(Input)
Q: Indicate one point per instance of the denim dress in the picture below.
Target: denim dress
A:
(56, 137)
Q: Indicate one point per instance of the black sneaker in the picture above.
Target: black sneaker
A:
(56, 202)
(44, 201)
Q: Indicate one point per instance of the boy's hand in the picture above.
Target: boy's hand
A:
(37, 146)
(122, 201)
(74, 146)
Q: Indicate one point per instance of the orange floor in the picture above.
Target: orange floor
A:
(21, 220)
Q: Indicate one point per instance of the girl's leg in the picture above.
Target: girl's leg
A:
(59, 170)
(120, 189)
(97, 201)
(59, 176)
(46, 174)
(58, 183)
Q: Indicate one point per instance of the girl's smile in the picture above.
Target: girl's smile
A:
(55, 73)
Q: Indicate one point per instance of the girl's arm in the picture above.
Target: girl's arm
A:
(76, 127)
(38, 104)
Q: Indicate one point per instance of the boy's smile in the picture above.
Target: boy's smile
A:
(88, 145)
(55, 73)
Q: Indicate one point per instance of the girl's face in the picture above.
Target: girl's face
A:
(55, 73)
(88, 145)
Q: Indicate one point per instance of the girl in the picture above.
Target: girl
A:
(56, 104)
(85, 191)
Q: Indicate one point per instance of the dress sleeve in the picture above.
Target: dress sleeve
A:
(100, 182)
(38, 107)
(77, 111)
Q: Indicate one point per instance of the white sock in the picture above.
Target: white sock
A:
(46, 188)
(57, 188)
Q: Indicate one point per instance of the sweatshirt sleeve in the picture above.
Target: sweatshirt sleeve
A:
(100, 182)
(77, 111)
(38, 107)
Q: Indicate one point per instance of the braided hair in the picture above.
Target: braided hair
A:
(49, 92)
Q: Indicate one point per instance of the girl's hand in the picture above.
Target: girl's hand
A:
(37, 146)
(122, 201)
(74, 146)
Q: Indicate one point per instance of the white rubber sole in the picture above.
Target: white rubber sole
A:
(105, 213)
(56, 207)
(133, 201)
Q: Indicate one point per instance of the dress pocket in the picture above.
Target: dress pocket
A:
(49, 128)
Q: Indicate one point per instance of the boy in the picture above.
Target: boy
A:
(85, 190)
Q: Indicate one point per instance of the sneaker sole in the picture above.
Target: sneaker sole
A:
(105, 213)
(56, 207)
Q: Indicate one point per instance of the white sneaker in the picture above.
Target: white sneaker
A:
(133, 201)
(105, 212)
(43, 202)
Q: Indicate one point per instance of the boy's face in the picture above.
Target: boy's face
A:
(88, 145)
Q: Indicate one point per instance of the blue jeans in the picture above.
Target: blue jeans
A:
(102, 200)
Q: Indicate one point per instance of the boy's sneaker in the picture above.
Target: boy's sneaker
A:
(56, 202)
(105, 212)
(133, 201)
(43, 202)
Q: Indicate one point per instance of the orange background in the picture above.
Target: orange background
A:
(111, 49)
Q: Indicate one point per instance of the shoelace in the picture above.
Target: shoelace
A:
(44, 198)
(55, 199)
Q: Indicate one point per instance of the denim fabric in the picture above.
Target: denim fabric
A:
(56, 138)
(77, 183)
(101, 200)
(End Input)
» **What the exercise asks**: All entries above need to be copied verbatim.

» **Exercise answer**:
Q: Indicate one point per instance of the denim dress in the picture below.
Target: denim dress
A:
(56, 137)
Q: Indicate one point per instance of the black sneaker in the picture above.
Target: black sneaker
A:
(56, 202)
(44, 201)
Q: Indicate one point per instance of the boy's hand in the picture above.
Target: boy's hand
A:
(37, 146)
(122, 201)
(74, 146)
Q: Indicate one point per instance of the orange floor in the picture above.
Target: orange floor
A:
(21, 220)
Q: Indicate one point per instance of the girl's leg in the picture above.
Target: girl's leg
A:
(59, 170)
(120, 189)
(97, 201)
(59, 176)
(46, 174)
(58, 183)
Q: Indicate one point per instance of the girl's smile in the picture above.
Target: girl's smile
A:
(55, 73)
Q: Indicate one point per instance of the girl's arm in the picture above.
Target: girl's arm
A:
(76, 127)
(38, 104)
Q: Indicate one point per instance of the boy's smile in the picture above.
Target: boy's smile
A:
(88, 145)
(55, 73)
Q: Indicate one point per instance of the girl's face in the picture above.
Target: girl's face
A:
(55, 73)
(88, 145)
Q: Indicate one point per instance of the girl in the picture above.
Target: girl
A:
(56, 104)
(85, 191)
Q: Indicate one point per instance of the dress sleeve in the picture above.
Target: dress sleeve
A:
(100, 182)
(38, 107)
(77, 111)
Q: Indicate one point per instance of the white sock in the picture above.
Target: white sock
A:
(46, 188)
(57, 188)
Q: Indicate one point per instance of the sweatshirt sleeve in the picture above.
Target: sweatshirt sleeve
A:
(100, 182)
(77, 111)
(38, 107)
Q: Indicate one point per instance of the braided hair in the picture above.
Target: braided hair
A:
(49, 92)
Q: Indicate one point per instance of the girl's hand in the picture above.
Target: girl's hand
A:
(37, 146)
(122, 201)
(74, 146)
Q: Indicate one point per instance of the white rubber sole in the picture above.
Target: white rubber sole
A:
(105, 213)
(56, 207)
(133, 201)
Q: Indicate one point per instance of the dress pocket in the picture above.
Target: dress pocket
A:
(49, 128)
Q: Indicate one point per instance of the boy in the picture above.
Target: boy
A:
(85, 190)
Q: Indicate one point per instance of the sneaker sole in the picture above.
Target: sneaker sole
A:
(105, 213)
(56, 207)
Q: Indicate one point per instance of the white sneaker in the picture above.
Target: white sneaker
A:
(133, 201)
(105, 212)
(43, 202)
Q: Indicate one point per instance of the boy's face in the picture above.
Target: boy's face
A:
(88, 145)
Q: Indicate one point per instance of the blue jeans in the picture above.
Target: blue jeans
A:
(102, 200)
Q: Indicate one point per instance of the boy's sneaker in the picture above.
Target: boy's sneaker
A:
(56, 202)
(105, 212)
(133, 201)
(43, 202)
Q: Indicate one point per instance of the orange background in the picture above.
Target: orange background
A:
(111, 49)
Q: Indicate one point per instance of the shoelace in the picture above.
Target: shoelace
A:
(44, 198)
(55, 199)
Q: Indicate one point per instance of the denim fabric in the picture above.
Target: denim fabric
A:
(56, 138)
(77, 183)
(101, 200)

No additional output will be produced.